** Opening EXERCISE DATA block **
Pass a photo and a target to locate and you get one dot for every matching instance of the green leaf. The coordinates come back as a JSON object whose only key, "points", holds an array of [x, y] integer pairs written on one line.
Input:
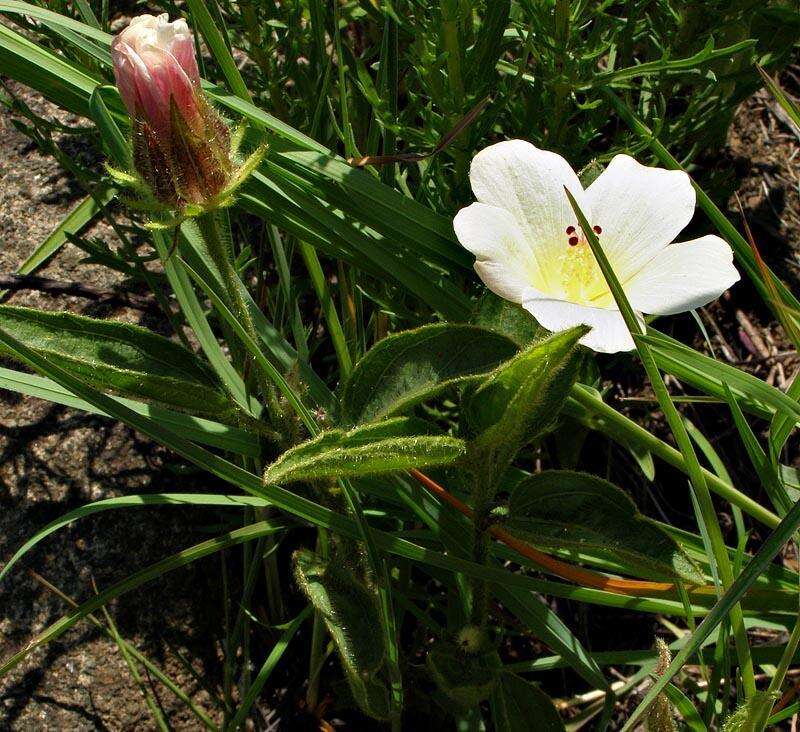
{"points": [[118, 357], [205, 431], [508, 319], [404, 369], [351, 615], [559, 509], [385, 447], [522, 397], [216, 44], [517, 703], [465, 678]]}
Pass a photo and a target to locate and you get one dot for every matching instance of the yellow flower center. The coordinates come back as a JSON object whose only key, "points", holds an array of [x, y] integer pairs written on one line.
{"points": [[580, 278]]}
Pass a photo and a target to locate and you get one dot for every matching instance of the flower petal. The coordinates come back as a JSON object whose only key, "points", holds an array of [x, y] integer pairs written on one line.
{"points": [[609, 334], [683, 276], [504, 258], [640, 211], [529, 184]]}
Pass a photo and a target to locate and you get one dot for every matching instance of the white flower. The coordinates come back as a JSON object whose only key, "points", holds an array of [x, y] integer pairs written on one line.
{"points": [[529, 248]]}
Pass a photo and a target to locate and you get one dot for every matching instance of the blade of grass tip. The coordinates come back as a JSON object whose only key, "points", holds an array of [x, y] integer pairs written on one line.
{"points": [[149, 699], [115, 142], [783, 665], [719, 468], [683, 441], [328, 307], [741, 248], [137, 579], [152, 499], [586, 407], [767, 473], [197, 429], [787, 104], [212, 35], [202, 717], [73, 223], [195, 316], [766, 553], [267, 668], [266, 366]]}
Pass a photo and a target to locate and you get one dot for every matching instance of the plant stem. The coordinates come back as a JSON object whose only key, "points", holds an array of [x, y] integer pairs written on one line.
{"points": [[221, 253], [318, 634]]}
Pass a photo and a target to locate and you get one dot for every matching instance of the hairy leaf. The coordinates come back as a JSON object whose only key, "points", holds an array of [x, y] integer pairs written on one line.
{"points": [[563, 509], [396, 444], [351, 615], [118, 357], [404, 369], [465, 678], [508, 319]]}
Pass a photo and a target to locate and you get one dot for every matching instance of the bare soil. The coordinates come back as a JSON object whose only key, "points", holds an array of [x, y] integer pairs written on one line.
{"points": [[54, 459]]}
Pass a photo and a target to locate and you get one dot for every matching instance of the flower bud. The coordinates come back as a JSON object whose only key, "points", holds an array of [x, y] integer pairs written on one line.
{"points": [[181, 146]]}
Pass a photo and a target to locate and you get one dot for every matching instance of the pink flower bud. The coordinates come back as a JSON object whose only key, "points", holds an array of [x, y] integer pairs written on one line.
{"points": [[181, 147]]}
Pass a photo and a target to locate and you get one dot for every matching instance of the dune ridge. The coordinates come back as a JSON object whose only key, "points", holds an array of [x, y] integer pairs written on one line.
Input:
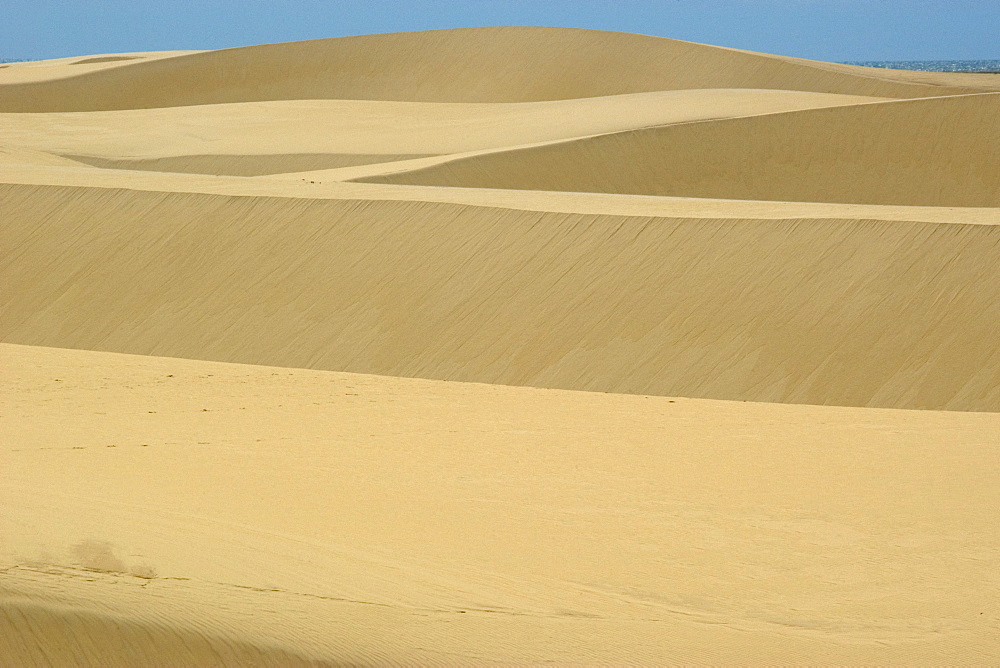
{"points": [[497, 346], [917, 152], [525, 64], [828, 312]]}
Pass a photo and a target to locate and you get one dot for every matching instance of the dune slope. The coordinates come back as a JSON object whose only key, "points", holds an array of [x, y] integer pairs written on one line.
{"points": [[848, 312], [215, 137], [367, 520], [934, 152], [525, 64]]}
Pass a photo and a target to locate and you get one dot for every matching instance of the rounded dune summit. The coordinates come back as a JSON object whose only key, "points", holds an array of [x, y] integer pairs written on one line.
{"points": [[497, 346], [523, 64]]}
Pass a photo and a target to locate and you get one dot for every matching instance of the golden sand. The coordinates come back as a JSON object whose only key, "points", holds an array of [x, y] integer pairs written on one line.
{"points": [[497, 346]]}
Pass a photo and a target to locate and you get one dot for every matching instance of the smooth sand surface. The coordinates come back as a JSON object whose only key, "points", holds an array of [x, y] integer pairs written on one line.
{"points": [[901, 152], [650, 323], [376, 520]]}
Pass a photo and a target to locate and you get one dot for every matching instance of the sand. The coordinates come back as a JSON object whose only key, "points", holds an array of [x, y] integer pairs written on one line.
{"points": [[497, 346]]}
** Closing EXERCISE DATA block **
• PROMPT: In your copy, repeat the records above exactly and include no images.

• RESPONSE TO THE TASK:
Pass a photo and a target to locate and you get one dot for every matching instance of the green leaf. The coordinates come back as a JSON object whose only key, "points", holds an array of [x, y] integer pairs written on one line.
Input:
{"points": [[118, 357], [205, 431], [508, 319], [404, 369], [351, 615], [559, 509], [385, 447], [522, 397], [216, 44], [517, 703], [465, 678]]}
Pass a photo and a target to locate and you get one dot for every matching instance of the yellow flower center. The coordinates come back as a JSON object whose only key, "points", holds an array of [x, y] integer pairs written on one line.
{"points": [[580, 278]]}
Pass a photo and a target to locate and you get one dot for every matching instance of the flower petal. The coordinates come back as a JSON object whose only key, "points", holds an array of [x, y] integer pairs written on one line.
{"points": [[609, 334], [683, 276], [504, 258], [640, 211], [529, 184]]}
Pass a photo and a target to locate and you get one dot for every matching instance of the white flower. The coordinates come back as a JSON object whose only key, "points", holds an array of [x, y] integer pairs written on one line.
{"points": [[529, 248]]}
Pass a photo and a target to locate and you get one dot for every matching instance of the blade of grass tip. The coordinates come back as a JSON object whose only key, "points", holds an array of [x, y] integer pairs written on one line.
{"points": [[149, 699], [115, 142], [783, 665], [719, 468], [683, 441], [328, 307], [741, 248], [137, 579], [152, 499], [586, 407], [767, 473], [197, 429], [787, 104], [212, 35], [202, 717], [73, 223], [195, 316], [766, 553], [267, 668], [266, 366]]}
Pass a photo and a target to locate and you get one dot for every matching instance of the plant stem. The coordinates come back as a JSON object whose only key, "points", holds an array of [x, y] integer pairs written on one line.
{"points": [[221, 253], [318, 634]]}
Pass a photo and a target to locate and you get one dot for every matching instance of the hairy leaf. The coordinates come back as a JSON object whose only key, "points", holds an array of [x, y] integer pairs written on one line.
{"points": [[563, 509], [396, 444], [351, 615], [118, 357], [404, 369], [465, 678], [508, 319]]}
Pass a photo and a target to locate and you get one dot for every matching instance of the bare soil. The coordinates come back as a JSON object whose only key, "points", holds an array of [x, y] integer pairs written on one line.
{"points": [[54, 459]]}
Pass a photo and a target to locate and you get one dot for every matching instance of the flower bud. The coordinates come back as a JSON object whose only key, "points", holds an array of [x, y] integer pairs written on one line.
{"points": [[181, 146]]}
Pass a photo and a target to locate and you get one dot for every matching instance of the pink flower bud. The coordinates come back as a JSON object whose only key, "points", holds an array of [x, y] integer pairs written on one line.
{"points": [[181, 147]]}
Pass a photo and a target to locate and you get one dot for every matching instance of the dune ridge. The coordinates come back as a JSON object whose only key, "points", holds an array of [x, y] integer pairs written on one line.
Input:
{"points": [[497, 346], [917, 152], [525, 64], [828, 312]]}
Pass a photo and a target to locate and you get one dot for every matching instance of the dune slope. The coordinates come back as a JSON object whose only key, "points", holds an array of [x, y] integer pairs written on one line.
{"points": [[848, 312], [215, 137], [367, 520], [934, 152], [525, 64]]}
Pass a photo and a target to locate and you get one dot for every matching instance of the rounded dune summit. The coordinates come back as a JSON object whose only key, "points", holds an array of [x, y] integer pairs written on one line.
{"points": [[497, 346], [523, 64]]}
Pass a photo and a target to locate and you get one dot for every matching instance of the golden sand. The coordinates come back as a JSON object whose only key, "points", holds an array of [x, y] integer pairs written on one line.
{"points": [[497, 346]]}
Pass a photo and a target to locate and you get one dot for every matching instance of the smooth sand surface. The coordinates come back as a JSON object whose only key, "points", holds an array of [x, y] integer pairs written on one line.
{"points": [[901, 152], [650, 323], [376, 520]]}
Pass a photo and a target to locate and you get one dot for every matching instance of the sand. The coordinates come back as a JSON object whose only key, "points", holds an array of [x, y] integer pairs written on one line.
{"points": [[497, 346]]}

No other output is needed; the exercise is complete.